# [PROBLEM TO SOLVE]
Output the opening lines of the records exactly. End with the line that contains "# mark a point on each instance of the boarded-up".

# [THE RECORDS]
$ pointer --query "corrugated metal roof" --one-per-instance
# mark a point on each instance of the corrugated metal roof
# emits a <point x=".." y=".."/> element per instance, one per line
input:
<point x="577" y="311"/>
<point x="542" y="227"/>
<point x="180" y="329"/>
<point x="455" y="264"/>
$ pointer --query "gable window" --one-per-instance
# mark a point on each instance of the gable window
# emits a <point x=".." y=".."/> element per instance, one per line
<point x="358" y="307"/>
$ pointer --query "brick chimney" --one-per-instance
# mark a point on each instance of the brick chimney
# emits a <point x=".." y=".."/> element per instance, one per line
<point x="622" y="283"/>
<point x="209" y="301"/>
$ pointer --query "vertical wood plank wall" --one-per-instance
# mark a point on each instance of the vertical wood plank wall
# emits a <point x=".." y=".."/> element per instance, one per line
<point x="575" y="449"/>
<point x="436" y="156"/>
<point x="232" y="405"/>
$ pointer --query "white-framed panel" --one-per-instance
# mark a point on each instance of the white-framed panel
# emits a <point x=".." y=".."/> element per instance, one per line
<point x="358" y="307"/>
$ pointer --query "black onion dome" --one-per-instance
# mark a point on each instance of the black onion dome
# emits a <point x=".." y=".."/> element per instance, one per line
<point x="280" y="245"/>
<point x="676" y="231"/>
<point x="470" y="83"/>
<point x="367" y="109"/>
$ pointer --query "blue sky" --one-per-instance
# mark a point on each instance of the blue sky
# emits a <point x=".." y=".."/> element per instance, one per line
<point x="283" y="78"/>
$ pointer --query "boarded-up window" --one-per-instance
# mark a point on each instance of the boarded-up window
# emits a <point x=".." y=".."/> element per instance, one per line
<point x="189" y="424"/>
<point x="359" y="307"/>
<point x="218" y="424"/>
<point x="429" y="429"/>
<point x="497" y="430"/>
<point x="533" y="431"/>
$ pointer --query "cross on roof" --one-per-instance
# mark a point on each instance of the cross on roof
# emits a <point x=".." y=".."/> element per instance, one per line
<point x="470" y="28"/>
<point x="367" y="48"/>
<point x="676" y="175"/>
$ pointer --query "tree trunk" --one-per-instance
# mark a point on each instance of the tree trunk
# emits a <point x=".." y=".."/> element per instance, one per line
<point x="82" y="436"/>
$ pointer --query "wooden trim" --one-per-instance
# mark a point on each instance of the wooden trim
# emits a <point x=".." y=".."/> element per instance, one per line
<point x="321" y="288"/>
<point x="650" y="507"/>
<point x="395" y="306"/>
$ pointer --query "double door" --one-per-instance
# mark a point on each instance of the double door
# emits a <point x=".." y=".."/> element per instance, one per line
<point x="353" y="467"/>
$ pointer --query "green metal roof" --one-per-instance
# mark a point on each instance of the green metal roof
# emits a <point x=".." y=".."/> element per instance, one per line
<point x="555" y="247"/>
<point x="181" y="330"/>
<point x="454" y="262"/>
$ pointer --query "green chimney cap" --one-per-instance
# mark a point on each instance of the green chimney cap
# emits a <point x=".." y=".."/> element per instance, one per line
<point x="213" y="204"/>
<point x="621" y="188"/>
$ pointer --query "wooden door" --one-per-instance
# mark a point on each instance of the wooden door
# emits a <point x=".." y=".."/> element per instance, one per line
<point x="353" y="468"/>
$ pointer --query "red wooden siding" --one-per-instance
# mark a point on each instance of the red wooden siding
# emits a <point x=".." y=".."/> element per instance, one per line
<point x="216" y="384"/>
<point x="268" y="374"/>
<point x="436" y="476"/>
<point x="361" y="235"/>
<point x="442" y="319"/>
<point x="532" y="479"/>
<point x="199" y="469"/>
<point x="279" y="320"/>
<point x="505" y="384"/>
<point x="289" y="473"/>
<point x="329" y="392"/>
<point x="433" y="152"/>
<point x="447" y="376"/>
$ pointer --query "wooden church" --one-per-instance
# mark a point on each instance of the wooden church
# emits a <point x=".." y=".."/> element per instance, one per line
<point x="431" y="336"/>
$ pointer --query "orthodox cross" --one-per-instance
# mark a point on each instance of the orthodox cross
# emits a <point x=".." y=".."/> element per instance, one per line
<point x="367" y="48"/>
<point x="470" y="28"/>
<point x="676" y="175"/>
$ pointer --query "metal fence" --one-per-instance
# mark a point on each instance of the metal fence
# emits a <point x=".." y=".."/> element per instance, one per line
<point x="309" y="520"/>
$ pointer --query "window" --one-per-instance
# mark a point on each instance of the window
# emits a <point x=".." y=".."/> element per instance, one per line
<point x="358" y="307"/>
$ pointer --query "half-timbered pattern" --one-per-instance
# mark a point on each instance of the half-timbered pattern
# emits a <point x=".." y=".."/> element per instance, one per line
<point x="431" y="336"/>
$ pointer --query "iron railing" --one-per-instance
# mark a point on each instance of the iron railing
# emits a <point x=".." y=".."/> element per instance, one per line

# [TASK RESPONSE]
$ pointer --query "corrugated metal roof" --one-per-instance
# mark a point on each instance of the corrugated metal roof
# emits a <point x=".." y=".."/> element per instance, one per line
input:
<point x="577" y="311"/>
<point x="542" y="227"/>
<point x="180" y="329"/>
<point x="455" y="264"/>
$ pointer --query "gable window" --one-per-instance
# mark a point on each instance of the gable window
# emits a <point x=".." y=".."/> element per instance, one per line
<point x="358" y="307"/>
$ pointer --query "brick chimney" --one-per-instance
# mark a point on each instance of the brick chimney
# emits a <point x=".." y=".."/> element per instance, one per line
<point x="622" y="283"/>
<point x="209" y="301"/>
$ pointer --query "vertical wood plank wall" --one-per-instance
# mark a point on each instance of the vertical wood plank wall
# emits a <point x=".." y=".."/> element per instance, one per line
<point x="575" y="449"/>
<point x="436" y="156"/>
<point x="232" y="405"/>
$ pointer --query "white-framed panel" --one-per-instance
# mark a point on each instance of the white-framed panel
# emits a <point x=".." y=".."/> element per instance, one per line
<point x="358" y="307"/>
$ pointer --query "black onion dome" --one-per-instance
# mark a point on each instance of the black onion dome
# emits a <point x=".." y=".."/> element per instance, one per line
<point x="280" y="245"/>
<point x="676" y="231"/>
<point x="470" y="83"/>
<point x="367" y="109"/>
$ pointer --query "blue sky" --one-per-instance
# mark a point on each instance of the blue sky
# emits a <point x=".." y=".."/> element per instance, one per line
<point x="283" y="78"/>
$ pointer --query "boarded-up window" --one-per-instance
# mark a point on each instance of the boarded-up window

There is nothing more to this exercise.